(Given information)
________________________
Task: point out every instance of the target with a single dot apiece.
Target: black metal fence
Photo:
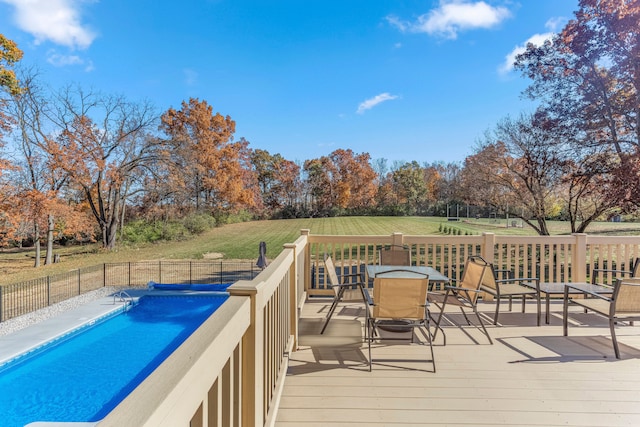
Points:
(24, 297)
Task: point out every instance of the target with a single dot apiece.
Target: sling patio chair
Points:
(395, 255)
(622, 305)
(463, 293)
(399, 299)
(524, 287)
(350, 289)
(632, 272)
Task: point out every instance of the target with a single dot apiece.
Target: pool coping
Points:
(28, 340)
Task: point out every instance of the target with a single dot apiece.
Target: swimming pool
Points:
(84, 376)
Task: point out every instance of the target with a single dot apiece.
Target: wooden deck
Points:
(530, 376)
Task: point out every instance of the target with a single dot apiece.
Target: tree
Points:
(410, 188)
(516, 170)
(40, 183)
(212, 169)
(106, 147)
(342, 180)
(278, 180)
(9, 56)
(588, 80)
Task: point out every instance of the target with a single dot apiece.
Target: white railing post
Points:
(579, 262)
(488, 246)
(293, 294)
(397, 239)
(252, 357)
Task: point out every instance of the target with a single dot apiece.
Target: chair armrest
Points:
(583, 291)
(359, 275)
(504, 270)
(458, 288)
(606, 270)
(367, 295)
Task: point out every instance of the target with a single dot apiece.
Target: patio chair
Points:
(395, 255)
(632, 272)
(464, 294)
(622, 305)
(524, 287)
(402, 300)
(345, 290)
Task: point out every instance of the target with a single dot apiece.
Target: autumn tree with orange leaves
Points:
(279, 182)
(107, 147)
(343, 180)
(206, 165)
(9, 86)
(588, 80)
(44, 205)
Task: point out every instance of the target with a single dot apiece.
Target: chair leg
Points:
(464, 313)
(336, 300)
(565, 315)
(370, 327)
(428, 324)
(612, 325)
(475, 310)
(444, 304)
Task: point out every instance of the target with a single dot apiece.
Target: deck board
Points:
(530, 376)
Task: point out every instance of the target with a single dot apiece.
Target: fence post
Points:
(253, 348)
(488, 247)
(293, 294)
(397, 239)
(579, 267)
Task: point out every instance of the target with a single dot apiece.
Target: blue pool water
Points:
(83, 377)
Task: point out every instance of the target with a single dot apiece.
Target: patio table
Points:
(401, 271)
(409, 272)
(557, 288)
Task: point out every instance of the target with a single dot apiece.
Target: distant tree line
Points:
(78, 165)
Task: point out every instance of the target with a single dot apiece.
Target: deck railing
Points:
(551, 258)
(21, 298)
(230, 371)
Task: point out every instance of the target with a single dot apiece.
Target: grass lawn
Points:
(240, 241)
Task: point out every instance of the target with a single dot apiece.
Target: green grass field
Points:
(240, 241)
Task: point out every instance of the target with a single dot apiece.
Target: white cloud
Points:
(372, 102)
(553, 25)
(60, 60)
(190, 76)
(453, 16)
(54, 20)
(510, 59)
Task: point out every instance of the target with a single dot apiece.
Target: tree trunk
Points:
(36, 242)
(49, 257)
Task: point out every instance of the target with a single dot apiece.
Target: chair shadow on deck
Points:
(560, 349)
(339, 347)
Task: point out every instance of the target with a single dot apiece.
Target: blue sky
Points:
(402, 80)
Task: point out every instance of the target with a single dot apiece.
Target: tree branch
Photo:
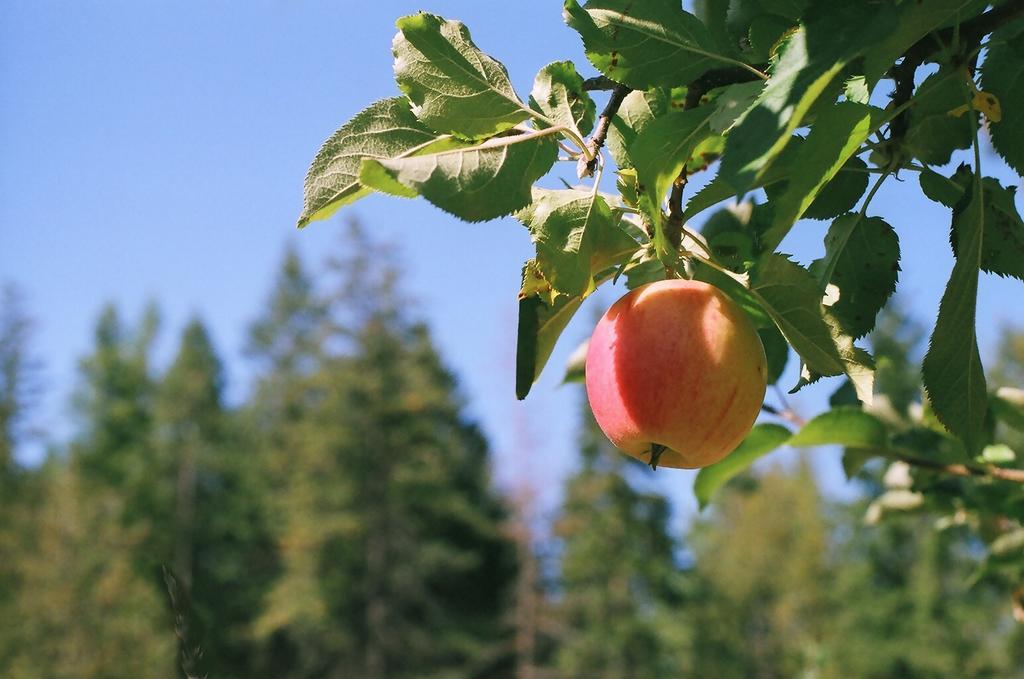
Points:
(970, 32)
(586, 168)
(966, 470)
(1014, 475)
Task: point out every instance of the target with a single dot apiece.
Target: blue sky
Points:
(157, 150)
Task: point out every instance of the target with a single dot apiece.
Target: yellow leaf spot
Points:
(985, 102)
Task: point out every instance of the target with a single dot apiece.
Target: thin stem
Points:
(957, 469)
(599, 173)
(693, 237)
(830, 262)
(588, 165)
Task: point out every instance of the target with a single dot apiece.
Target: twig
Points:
(967, 470)
(970, 33)
(1015, 475)
(586, 167)
(599, 83)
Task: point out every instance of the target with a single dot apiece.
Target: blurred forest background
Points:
(342, 522)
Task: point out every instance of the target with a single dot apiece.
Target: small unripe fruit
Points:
(676, 374)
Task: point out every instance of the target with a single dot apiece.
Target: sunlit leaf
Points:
(862, 262)
(475, 182)
(453, 85)
(953, 376)
(385, 129)
(564, 225)
(1001, 74)
(644, 44)
(847, 426)
(763, 439)
(559, 95)
(808, 61)
(838, 133)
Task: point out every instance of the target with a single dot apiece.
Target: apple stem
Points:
(655, 454)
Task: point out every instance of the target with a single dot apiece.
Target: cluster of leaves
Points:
(777, 96)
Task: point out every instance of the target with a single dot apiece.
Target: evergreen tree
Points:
(620, 586)
(207, 502)
(761, 579)
(17, 382)
(298, 468)
(395, 560)
(17, 377)
(906, 603)
(82, 610)
(115, 401)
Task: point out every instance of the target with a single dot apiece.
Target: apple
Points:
(676, 374)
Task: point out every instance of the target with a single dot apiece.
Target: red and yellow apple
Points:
(676, 374)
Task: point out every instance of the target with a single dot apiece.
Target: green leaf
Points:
(836, 136)
(664, 146)
(1008, 405)
(558, 94)
(1003, 75)
(638, 109)
(732, 102)
(474, 183)
(848, 426)
(997, 454)
(911, 22)
(385, 129)
(933, 133)
(645, 44)
(765, 34)
(943, 189)
(763, 439)
(736, 292)
(776, 351)
(856, 89)
(659, 154)
(792, 297)
(719, 188)
(841, 193)
(953, 376)
(541, 323)
(808, 61)
(576, 367)
(1003, 241)
(564, 225)
(791, 9)
(453, 85)
(862, 261)
(854, 460)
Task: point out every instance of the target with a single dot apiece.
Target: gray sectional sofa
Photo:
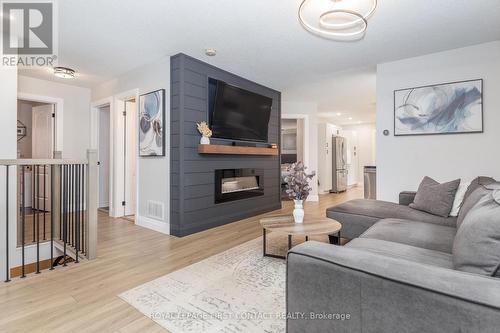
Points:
(404, 270)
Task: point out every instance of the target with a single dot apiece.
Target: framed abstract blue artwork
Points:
(448, 108)
(151, 124)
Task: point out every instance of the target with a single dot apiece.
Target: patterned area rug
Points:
(238, 290)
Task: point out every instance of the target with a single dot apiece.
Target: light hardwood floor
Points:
(83, 297)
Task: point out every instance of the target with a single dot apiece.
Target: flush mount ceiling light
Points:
(343, 20)
(64, 72)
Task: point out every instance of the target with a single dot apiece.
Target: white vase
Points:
(298, 212)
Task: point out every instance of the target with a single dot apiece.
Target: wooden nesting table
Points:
(312, 226)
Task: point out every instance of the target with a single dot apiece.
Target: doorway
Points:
(104, 157)
(35, 140)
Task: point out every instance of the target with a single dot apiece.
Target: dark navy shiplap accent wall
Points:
(192, 189)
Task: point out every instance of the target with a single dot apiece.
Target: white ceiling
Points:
(263, 41)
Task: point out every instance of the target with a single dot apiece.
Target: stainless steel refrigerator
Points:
(339, 164)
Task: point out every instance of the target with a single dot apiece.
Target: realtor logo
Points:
(28, 33)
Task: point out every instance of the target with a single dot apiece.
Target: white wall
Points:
(76, 120)
(365, 147)
(325, 131)
(292, 108)
(403, 161)
(104, 128)
(153, 174)
(24, 115)
(8, 150)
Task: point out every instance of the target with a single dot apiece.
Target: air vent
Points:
(155, 210)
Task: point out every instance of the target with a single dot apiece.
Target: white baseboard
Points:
(313, 198)
(159, 226)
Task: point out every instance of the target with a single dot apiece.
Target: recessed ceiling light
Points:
(64, 72)
(210, 52)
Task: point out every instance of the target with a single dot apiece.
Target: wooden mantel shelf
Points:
(237, 150)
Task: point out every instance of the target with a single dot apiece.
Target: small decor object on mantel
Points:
(448, 108)
(205, 132)
(151, 124)
(298, 189)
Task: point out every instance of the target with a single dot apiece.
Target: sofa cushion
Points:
(403, 251)
(379, 210)
(476, 183)
(435, 198)
(476, 248)
(420, 234)
(471, 200)
(353, 224)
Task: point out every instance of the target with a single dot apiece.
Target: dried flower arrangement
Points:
(203, 129)
(297, 181)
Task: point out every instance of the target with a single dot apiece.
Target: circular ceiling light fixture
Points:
(343, 20)
(210, 52)
(64, 72)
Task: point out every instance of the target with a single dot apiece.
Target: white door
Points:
(104, 128)
(130, 156)
(42, 148)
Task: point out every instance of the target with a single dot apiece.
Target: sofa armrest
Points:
(342, 289)
(406, 197)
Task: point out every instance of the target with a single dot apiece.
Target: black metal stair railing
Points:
(57, 217)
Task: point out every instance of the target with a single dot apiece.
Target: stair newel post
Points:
(7, 267)
(91, 204)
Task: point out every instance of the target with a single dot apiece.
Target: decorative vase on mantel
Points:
(298, 212)
(205, 132)
(297, 187)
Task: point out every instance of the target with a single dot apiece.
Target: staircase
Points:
(60, 226)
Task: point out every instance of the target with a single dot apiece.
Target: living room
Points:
(215, 222)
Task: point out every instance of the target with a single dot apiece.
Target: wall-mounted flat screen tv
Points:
(238, 114)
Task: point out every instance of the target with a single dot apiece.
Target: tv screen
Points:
(238, 114)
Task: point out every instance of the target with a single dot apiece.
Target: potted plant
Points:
(205, 132)
(298, 189)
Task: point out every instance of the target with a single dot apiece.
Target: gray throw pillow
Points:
(435, 198)
(469, 202)
(476, 248)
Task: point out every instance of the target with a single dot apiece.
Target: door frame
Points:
(58, 130)
(120, 158)
(117, 162)
(305, 140)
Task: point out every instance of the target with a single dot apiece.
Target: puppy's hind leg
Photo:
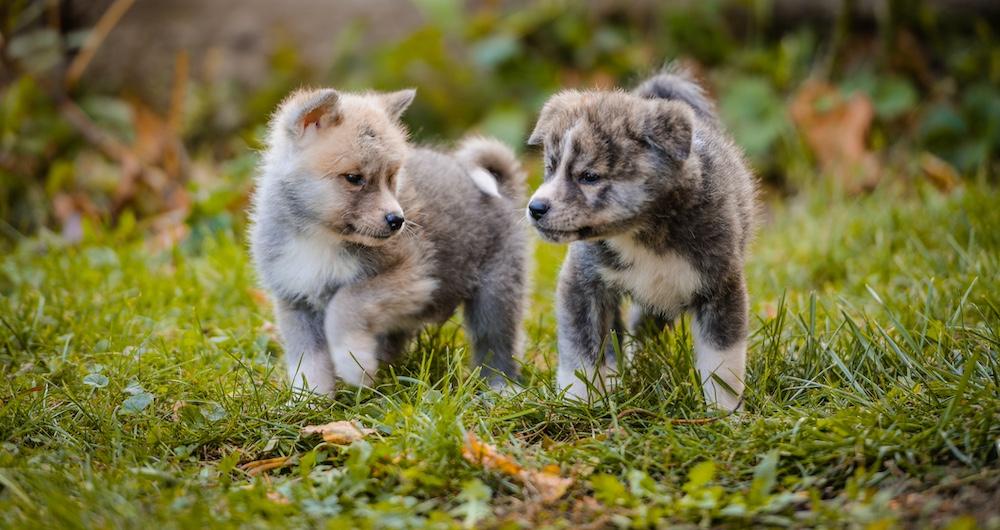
________________________
Write out again exactly the lines from the start of the data above through the line containing "Target: sling patio chair", inclusive, excluding any pictures.

Task: point out every instance of the target with a single dot apiece.
Target: black metal fence
Photo:
Points:
(24, 297)
Task: point out every instance of the target with a single dot apiece.
Target: sling patio chair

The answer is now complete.